Rows from a dataset for box labeling
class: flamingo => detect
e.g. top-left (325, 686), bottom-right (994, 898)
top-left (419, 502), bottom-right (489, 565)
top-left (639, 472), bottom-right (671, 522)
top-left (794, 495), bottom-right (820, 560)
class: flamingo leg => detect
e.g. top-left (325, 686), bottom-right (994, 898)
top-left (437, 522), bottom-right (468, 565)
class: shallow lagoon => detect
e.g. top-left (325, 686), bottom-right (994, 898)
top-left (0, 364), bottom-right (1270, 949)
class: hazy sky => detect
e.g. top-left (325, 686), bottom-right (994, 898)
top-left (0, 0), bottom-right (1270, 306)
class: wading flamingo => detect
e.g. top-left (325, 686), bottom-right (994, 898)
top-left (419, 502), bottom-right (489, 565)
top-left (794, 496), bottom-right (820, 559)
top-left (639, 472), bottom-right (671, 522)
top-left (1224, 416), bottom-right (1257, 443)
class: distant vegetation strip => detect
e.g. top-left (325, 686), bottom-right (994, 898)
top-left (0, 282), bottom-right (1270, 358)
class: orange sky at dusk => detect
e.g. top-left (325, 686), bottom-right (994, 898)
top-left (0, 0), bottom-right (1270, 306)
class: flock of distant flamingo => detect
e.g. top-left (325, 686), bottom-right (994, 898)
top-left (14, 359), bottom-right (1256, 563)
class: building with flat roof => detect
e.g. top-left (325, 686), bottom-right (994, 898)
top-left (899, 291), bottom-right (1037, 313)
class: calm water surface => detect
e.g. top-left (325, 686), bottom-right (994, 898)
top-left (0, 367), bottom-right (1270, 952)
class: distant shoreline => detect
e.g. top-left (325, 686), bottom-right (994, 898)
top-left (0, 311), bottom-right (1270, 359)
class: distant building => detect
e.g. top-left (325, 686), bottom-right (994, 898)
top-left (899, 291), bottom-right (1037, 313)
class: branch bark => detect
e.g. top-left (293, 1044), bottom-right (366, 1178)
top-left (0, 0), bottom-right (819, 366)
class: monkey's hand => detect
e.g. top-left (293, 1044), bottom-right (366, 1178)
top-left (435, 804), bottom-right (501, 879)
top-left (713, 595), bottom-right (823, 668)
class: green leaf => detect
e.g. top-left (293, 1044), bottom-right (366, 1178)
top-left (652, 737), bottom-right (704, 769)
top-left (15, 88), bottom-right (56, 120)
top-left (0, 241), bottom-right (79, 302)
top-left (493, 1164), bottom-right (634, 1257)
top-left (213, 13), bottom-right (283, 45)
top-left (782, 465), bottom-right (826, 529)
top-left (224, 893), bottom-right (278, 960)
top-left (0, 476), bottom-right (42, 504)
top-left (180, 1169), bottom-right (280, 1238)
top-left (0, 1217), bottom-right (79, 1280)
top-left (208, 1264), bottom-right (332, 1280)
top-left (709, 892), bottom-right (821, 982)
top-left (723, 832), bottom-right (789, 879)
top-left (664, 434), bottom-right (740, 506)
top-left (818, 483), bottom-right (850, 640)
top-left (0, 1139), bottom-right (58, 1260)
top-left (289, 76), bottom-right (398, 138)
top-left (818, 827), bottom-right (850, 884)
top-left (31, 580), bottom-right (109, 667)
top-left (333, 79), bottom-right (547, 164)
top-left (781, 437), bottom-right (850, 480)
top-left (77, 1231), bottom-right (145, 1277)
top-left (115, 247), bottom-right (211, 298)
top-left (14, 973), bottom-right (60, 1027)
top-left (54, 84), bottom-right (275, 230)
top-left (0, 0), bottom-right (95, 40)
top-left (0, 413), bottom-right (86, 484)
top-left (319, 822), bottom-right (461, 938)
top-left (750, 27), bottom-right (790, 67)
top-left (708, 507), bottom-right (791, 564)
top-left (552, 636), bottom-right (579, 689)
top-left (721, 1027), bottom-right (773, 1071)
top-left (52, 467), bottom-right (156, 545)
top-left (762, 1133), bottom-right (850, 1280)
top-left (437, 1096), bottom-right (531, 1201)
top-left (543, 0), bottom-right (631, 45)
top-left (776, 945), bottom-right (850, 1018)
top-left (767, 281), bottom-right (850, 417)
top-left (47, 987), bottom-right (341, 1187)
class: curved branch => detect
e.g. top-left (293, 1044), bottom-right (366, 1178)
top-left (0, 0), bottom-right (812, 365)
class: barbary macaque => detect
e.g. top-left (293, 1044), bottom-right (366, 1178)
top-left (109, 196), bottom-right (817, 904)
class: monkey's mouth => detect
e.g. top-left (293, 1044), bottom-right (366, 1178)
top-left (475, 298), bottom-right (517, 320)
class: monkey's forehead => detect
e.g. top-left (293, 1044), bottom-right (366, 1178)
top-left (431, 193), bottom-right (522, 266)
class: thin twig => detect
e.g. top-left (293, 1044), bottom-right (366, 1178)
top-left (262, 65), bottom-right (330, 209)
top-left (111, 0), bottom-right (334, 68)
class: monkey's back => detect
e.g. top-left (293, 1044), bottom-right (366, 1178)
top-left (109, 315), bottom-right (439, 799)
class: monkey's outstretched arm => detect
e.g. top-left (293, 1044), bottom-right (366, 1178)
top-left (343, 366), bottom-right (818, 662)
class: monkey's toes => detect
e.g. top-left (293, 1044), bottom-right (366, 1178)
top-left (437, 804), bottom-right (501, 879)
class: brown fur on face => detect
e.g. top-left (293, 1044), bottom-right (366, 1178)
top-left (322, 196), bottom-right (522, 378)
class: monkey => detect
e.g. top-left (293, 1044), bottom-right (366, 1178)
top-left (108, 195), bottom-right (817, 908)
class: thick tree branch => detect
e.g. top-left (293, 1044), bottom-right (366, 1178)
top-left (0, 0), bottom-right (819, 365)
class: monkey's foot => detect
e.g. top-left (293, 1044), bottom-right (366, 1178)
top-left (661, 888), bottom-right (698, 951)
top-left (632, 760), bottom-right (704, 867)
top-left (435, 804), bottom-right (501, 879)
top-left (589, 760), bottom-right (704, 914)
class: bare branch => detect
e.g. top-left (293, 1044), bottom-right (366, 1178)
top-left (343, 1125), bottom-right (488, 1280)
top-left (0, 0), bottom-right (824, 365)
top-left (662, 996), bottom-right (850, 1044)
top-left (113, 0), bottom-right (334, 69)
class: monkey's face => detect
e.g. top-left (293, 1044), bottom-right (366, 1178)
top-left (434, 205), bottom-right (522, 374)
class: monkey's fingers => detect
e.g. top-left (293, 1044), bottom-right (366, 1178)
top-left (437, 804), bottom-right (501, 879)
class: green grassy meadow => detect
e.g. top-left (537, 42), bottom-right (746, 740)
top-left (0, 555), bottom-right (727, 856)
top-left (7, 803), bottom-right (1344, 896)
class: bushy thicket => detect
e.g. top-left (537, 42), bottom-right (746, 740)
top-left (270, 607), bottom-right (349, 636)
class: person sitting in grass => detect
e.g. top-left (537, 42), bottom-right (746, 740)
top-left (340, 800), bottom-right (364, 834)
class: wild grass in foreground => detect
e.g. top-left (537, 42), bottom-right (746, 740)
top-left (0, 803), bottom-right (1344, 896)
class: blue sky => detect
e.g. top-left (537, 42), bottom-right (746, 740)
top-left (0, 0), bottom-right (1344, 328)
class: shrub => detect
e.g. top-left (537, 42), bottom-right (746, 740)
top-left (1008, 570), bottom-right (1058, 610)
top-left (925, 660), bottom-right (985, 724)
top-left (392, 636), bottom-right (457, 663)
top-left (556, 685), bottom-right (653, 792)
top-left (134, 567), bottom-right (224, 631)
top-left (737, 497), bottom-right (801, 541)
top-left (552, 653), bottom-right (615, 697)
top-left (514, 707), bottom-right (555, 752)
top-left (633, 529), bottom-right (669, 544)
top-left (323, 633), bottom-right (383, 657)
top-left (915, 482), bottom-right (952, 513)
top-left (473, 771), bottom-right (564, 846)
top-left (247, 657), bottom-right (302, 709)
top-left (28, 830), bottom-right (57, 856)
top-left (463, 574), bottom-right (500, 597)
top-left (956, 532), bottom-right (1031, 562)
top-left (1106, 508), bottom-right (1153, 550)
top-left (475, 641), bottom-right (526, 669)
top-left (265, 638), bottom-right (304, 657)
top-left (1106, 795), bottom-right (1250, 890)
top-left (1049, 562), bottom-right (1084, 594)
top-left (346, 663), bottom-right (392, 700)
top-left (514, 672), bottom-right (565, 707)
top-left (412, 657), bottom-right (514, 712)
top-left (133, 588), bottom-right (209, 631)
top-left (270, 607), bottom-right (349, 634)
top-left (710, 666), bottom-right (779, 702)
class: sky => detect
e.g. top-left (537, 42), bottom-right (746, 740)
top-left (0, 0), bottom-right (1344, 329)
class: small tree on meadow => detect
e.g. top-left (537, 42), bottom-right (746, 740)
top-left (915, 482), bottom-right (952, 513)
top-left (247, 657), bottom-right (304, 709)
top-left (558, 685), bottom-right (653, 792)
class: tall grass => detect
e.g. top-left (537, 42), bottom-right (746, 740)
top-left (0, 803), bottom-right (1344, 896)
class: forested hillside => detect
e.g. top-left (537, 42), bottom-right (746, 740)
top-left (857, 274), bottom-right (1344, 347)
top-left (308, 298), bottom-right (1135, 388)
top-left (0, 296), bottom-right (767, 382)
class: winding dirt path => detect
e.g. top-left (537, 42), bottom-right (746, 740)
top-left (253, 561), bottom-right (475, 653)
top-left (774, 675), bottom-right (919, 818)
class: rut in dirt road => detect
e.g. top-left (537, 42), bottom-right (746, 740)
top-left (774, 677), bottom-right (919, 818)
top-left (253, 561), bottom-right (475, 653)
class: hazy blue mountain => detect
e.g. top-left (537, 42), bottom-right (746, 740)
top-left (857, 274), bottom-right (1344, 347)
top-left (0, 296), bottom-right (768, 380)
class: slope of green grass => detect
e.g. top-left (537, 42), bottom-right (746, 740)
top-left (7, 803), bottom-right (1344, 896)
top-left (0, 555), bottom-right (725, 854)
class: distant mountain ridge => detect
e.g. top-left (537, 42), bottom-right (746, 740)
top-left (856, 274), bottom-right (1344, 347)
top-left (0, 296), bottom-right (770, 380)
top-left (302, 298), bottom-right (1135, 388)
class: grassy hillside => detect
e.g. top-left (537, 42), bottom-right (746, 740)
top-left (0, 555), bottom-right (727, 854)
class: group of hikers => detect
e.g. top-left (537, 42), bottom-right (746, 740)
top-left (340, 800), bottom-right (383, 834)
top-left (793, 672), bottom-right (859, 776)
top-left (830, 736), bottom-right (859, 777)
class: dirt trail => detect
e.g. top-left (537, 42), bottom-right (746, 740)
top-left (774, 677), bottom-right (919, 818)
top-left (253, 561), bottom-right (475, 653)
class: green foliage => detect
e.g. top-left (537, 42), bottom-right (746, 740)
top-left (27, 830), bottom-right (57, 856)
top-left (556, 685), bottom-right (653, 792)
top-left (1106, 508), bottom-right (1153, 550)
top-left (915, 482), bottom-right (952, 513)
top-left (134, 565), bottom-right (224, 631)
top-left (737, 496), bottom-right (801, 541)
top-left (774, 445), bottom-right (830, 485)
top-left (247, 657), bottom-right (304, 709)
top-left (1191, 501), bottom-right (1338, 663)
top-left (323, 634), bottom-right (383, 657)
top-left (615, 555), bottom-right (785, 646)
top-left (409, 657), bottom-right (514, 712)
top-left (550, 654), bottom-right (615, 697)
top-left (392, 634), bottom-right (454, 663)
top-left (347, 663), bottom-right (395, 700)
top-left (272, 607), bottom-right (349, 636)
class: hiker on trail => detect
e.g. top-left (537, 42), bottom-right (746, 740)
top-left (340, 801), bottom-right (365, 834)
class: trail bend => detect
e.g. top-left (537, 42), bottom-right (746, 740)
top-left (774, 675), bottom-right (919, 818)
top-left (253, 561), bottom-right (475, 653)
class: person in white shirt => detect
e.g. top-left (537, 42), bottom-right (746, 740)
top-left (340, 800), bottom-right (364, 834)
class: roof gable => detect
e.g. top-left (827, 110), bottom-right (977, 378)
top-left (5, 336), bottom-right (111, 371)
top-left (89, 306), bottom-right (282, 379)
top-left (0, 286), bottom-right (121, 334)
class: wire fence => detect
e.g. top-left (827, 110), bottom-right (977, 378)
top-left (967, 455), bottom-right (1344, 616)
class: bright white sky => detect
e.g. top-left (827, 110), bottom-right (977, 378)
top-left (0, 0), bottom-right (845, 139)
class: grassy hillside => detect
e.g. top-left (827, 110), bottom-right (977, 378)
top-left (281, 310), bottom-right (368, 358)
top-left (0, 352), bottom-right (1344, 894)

(WHAT IS ASKED) Repeat the lines of the data above, beginning with the line that contains "class: monkey's outstretched arm => detect" and continuing through the line that contains "top-left (108, 195), bottom-right (817, 908)".

(FULL SOLUTION)
class: monkey's outstretched arm => detect
e.g. top-left (293, 1044), bottom-right (366, 1178)
top-left (343, 366), bottom-right (818, 662)
class: monkey's toes => detect
e.g. top-left (293, 1044), bottom-right (366, 1178)
top-left (437, 804), bottom-right (501, 879)
class: brown fur on face => detect
e.g. top-left (293, 1044), bottom-right (366, 1178)
top-left (322, 196), bottom-right (522, 378)
class: monkey => detect
e.g. top-left (293, 1044), bottom-right (366, 1178)
top-left (108, 195), bottom-right (817, 908)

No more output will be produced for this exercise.